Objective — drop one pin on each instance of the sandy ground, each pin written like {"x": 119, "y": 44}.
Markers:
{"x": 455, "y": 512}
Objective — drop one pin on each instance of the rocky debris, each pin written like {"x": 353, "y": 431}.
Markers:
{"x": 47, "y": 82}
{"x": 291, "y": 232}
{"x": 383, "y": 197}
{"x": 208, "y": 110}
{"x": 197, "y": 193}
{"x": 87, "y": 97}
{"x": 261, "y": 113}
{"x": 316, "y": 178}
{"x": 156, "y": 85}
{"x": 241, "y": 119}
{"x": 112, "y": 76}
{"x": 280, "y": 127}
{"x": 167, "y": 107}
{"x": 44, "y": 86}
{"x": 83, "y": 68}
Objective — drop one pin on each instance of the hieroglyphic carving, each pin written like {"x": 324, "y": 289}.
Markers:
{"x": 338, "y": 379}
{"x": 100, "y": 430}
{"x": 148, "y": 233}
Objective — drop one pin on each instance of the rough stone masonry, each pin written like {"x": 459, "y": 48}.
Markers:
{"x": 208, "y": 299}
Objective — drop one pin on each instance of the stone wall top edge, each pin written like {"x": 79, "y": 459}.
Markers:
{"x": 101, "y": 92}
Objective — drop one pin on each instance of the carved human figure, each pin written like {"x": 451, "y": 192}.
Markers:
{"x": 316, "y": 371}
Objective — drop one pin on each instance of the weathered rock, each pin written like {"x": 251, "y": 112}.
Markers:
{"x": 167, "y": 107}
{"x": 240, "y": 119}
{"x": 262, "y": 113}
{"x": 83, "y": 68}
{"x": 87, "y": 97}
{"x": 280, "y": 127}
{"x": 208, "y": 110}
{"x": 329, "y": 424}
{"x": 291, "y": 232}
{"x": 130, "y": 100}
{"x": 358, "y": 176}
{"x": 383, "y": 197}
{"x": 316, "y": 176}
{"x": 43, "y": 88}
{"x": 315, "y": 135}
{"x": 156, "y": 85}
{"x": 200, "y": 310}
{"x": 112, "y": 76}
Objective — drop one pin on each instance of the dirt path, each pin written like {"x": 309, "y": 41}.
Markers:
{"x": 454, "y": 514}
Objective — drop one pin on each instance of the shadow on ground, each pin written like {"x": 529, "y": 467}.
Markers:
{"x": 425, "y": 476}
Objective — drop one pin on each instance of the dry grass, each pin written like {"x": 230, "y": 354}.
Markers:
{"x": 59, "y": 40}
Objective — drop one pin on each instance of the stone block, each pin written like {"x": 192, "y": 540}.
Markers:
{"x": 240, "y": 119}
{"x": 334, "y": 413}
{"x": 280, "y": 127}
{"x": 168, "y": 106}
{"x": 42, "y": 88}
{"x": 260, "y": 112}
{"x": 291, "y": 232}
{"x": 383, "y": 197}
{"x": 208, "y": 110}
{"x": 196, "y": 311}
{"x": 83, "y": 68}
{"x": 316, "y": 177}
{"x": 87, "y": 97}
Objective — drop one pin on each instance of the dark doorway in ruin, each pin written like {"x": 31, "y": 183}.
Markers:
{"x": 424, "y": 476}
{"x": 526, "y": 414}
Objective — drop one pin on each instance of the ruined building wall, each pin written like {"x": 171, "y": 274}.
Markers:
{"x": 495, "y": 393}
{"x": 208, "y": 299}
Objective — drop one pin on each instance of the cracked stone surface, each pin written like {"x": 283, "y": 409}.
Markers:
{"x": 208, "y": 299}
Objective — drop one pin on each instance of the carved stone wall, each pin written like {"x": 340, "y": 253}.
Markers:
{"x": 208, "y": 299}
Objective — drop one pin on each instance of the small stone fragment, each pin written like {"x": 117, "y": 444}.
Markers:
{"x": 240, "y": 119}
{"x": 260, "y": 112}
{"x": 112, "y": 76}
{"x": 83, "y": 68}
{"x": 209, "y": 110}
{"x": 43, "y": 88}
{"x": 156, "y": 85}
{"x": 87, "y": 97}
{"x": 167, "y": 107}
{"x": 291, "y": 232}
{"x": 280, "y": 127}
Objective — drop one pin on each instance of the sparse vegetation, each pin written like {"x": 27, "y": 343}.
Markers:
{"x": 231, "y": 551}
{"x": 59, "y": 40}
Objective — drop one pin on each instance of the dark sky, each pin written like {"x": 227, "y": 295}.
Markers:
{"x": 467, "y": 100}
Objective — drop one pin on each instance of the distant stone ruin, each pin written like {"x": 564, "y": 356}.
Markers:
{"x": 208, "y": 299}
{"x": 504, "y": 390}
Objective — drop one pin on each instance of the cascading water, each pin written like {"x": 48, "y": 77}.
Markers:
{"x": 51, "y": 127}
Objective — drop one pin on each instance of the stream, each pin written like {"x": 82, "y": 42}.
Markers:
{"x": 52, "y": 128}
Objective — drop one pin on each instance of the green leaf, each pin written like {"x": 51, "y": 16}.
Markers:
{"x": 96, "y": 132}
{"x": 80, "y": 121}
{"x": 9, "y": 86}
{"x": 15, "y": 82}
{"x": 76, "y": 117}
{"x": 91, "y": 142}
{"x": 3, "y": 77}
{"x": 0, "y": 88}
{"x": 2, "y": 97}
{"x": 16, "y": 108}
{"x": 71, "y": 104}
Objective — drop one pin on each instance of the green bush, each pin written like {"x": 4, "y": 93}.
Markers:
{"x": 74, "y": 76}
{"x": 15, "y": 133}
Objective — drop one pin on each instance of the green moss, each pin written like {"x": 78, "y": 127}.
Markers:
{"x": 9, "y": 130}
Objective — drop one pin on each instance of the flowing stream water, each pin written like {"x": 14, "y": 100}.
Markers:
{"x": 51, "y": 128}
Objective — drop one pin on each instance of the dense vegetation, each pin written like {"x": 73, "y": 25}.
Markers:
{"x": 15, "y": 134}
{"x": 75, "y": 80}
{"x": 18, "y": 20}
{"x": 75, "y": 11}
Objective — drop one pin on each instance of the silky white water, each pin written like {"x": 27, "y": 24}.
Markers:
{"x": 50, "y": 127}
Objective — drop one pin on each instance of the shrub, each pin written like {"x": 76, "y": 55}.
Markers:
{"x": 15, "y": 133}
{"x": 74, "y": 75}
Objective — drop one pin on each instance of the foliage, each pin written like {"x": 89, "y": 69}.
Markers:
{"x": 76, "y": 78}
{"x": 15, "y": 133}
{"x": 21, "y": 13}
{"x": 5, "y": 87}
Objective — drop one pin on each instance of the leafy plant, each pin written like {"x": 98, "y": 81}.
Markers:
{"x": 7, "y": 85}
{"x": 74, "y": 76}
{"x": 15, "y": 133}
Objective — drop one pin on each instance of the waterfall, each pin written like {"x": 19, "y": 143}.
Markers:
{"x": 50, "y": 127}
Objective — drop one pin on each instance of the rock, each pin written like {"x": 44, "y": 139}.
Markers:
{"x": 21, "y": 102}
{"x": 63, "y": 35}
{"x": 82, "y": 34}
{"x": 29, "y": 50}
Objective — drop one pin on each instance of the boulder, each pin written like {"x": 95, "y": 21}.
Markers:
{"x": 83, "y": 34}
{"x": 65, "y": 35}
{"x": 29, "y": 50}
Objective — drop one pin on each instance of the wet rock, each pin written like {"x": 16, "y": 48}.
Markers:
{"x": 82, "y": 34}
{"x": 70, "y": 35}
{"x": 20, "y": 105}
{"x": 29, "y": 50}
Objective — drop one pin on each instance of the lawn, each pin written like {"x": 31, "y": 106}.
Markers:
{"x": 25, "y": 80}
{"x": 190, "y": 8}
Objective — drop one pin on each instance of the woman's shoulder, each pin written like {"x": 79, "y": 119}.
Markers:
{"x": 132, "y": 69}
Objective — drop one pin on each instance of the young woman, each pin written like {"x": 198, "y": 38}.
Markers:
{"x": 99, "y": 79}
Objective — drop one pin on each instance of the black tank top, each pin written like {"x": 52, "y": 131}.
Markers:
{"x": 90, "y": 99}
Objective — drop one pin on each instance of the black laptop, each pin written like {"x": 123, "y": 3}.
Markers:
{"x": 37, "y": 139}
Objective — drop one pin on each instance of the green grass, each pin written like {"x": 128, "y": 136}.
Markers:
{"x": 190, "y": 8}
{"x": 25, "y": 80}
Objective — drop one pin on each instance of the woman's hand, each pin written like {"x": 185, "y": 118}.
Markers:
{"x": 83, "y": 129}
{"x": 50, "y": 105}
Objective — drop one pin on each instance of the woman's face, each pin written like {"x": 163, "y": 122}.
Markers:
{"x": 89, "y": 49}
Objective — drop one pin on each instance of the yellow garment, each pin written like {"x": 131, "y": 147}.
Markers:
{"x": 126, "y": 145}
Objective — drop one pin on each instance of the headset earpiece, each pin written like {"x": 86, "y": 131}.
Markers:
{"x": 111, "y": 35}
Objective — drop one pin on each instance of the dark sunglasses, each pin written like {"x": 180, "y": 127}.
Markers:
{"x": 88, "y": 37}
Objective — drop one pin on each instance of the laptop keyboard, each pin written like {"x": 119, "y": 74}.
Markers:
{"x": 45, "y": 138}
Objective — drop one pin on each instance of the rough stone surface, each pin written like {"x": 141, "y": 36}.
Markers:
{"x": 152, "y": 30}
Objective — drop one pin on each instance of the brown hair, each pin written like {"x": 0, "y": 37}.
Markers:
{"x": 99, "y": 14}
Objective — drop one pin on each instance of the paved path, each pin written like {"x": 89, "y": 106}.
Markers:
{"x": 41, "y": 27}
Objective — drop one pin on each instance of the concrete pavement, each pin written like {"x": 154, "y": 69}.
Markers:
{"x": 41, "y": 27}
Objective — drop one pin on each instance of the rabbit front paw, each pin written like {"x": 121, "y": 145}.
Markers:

:::

**What to work on:**
For the word "laptop", count the lines in the records that contain it. Give the number and no other words.

**Expected answer:**
2